## The problem
What lines below contain the word "jacket"? Please pull each one out.

Start of Provided data

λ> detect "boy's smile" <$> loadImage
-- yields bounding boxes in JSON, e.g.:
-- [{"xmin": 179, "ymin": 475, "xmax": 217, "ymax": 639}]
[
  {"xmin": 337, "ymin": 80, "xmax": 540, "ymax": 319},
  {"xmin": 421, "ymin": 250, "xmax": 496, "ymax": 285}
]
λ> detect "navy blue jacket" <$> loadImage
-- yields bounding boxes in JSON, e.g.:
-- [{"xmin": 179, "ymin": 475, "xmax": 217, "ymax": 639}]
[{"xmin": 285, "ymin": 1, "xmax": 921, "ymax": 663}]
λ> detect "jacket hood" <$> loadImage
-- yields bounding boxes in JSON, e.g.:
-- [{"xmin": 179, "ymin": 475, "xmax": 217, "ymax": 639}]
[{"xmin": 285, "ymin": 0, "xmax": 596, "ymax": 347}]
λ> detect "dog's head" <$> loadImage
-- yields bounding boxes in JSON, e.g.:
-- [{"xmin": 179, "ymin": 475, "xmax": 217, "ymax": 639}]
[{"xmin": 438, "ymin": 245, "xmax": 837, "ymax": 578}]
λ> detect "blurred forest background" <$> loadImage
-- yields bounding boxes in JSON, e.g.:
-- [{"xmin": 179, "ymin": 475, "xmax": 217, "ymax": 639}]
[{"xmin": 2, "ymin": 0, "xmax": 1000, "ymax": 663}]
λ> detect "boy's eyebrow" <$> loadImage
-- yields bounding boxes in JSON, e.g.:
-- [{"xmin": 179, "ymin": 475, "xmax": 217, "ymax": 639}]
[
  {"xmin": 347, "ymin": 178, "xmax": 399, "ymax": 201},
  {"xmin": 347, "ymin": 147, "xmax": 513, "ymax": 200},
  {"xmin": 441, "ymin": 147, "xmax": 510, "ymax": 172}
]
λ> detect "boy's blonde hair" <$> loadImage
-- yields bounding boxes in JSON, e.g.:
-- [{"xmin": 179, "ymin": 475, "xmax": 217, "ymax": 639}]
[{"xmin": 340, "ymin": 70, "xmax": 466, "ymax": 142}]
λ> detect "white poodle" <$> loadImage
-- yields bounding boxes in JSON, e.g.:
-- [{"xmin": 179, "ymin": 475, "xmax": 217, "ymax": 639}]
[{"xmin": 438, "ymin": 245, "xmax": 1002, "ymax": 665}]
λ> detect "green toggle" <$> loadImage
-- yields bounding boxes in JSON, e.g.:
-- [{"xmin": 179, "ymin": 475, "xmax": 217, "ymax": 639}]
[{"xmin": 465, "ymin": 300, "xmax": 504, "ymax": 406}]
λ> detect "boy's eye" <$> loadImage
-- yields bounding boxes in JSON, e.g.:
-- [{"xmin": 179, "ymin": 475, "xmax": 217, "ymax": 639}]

End of Provided data

## Reply to the task
λ> detect "navy blue jacket" <$> loadImage
λ> detect "jacket hood" <$> loadImage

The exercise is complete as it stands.